Problem requirements: Below are lines of data, and only some are wanted. Please repeat exactly those from the line that has "[locate] the fine" through the line that has "[locate] the dry brown leaf".

Extracted data entries
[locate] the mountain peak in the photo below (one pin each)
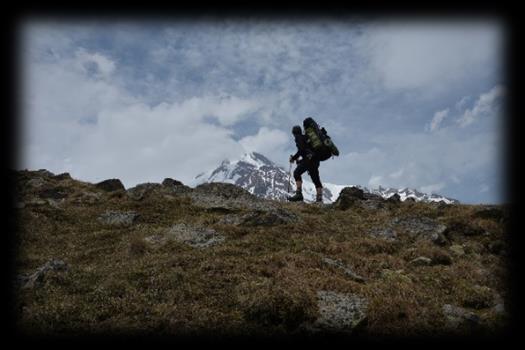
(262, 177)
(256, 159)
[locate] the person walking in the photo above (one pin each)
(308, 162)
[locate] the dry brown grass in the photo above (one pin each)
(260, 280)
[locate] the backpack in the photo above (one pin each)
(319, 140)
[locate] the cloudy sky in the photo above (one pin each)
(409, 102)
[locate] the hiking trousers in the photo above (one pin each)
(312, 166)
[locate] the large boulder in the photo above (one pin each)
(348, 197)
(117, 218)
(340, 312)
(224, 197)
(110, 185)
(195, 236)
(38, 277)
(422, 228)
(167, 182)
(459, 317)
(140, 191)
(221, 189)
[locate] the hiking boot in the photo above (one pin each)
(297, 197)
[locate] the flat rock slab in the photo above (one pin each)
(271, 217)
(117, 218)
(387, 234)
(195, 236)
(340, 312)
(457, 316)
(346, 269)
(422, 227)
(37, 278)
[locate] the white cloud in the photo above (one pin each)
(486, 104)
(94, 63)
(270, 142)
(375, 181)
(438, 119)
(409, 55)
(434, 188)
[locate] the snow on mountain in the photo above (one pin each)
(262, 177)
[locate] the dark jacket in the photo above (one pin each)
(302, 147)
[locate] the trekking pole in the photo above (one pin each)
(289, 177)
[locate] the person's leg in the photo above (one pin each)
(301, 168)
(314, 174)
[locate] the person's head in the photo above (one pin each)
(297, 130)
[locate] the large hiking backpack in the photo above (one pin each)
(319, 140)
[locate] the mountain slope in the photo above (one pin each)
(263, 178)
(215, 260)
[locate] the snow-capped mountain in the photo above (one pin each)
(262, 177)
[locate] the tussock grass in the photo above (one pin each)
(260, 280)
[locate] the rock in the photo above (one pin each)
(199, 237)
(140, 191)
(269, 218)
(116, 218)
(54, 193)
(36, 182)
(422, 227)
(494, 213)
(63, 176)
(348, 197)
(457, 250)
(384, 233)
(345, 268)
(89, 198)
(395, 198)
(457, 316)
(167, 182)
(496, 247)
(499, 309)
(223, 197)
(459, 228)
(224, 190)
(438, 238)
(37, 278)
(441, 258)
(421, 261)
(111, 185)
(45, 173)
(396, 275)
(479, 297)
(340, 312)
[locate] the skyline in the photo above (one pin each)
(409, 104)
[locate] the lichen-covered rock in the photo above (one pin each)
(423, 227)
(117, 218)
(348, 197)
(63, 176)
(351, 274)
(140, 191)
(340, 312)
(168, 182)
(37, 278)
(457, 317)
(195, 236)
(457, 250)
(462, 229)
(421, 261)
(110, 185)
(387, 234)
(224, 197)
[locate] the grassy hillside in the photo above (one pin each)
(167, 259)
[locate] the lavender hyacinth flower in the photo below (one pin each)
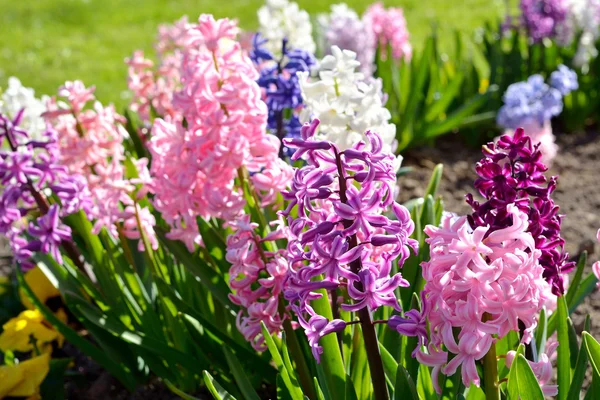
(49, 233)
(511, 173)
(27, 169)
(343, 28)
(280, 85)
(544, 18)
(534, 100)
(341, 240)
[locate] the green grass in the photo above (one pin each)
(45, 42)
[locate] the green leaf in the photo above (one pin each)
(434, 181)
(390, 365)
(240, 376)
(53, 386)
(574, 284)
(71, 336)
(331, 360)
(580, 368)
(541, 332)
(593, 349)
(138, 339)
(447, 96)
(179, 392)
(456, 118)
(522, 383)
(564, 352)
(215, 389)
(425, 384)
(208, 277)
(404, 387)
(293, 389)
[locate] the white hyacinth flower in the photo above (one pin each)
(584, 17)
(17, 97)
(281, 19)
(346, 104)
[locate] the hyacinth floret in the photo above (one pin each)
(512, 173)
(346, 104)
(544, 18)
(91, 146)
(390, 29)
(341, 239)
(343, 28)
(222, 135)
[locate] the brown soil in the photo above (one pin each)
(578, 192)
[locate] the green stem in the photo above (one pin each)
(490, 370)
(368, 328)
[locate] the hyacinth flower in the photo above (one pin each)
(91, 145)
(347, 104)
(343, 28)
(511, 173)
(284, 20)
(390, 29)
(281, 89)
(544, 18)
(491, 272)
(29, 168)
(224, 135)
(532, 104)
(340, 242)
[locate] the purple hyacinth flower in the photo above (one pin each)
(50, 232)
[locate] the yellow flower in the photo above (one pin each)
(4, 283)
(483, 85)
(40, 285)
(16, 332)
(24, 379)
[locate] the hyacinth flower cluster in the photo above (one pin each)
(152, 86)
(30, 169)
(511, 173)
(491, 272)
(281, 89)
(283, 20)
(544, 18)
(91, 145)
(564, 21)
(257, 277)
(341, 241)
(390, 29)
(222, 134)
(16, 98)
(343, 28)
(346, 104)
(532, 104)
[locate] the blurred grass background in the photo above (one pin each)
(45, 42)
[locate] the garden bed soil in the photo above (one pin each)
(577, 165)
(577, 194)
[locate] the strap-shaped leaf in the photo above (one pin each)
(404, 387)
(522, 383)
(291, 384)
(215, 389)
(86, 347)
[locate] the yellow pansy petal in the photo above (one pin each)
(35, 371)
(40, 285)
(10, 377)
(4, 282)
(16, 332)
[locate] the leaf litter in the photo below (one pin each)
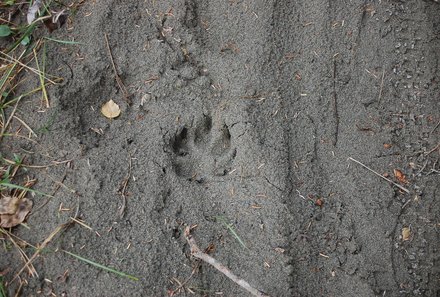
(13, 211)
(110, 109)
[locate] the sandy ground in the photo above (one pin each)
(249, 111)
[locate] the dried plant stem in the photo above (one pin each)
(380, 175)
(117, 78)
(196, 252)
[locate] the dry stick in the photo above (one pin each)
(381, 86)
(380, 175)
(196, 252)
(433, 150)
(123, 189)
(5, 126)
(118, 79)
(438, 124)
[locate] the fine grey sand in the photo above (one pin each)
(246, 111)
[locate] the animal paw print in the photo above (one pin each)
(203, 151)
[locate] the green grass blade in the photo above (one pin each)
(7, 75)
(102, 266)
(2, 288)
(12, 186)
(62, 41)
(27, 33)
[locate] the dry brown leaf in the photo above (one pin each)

==

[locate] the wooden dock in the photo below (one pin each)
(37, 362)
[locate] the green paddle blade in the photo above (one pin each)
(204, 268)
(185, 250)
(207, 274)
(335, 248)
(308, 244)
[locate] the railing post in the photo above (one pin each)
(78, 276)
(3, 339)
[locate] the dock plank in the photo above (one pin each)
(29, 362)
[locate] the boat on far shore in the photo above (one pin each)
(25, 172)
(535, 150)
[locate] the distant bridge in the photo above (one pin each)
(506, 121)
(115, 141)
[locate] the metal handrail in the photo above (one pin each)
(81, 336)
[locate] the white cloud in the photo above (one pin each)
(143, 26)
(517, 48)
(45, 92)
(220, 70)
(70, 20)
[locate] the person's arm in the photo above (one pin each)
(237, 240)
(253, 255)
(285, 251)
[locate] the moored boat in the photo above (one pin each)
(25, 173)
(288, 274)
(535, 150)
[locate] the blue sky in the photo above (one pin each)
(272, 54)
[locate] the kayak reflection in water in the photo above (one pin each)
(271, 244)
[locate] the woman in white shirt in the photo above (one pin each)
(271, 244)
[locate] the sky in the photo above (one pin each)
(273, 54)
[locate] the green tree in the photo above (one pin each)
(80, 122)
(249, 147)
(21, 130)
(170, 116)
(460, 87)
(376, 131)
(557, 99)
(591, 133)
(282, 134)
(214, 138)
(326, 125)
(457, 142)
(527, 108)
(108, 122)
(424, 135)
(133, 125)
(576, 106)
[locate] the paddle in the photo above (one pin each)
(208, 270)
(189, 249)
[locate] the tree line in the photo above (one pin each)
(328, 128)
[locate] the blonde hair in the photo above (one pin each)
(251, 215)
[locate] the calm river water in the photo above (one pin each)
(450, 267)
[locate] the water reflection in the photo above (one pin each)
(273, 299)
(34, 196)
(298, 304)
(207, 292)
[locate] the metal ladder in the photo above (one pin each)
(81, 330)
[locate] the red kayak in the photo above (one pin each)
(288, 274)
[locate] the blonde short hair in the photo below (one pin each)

Solved problem:
[locate] the fine grey sand in the photo above (one pin each)
(246, 111)
[locate] the animal paw print in the photo above (one pin each)
(203, 151)
[locate] the green grass blade in the photo above (one pin each)
(7, 75)
(102, 266)
(2, 288)
(12, 186)
(62, 41)
(27, 33)
[locate] the dry brown leaf in the photo above (one pin each)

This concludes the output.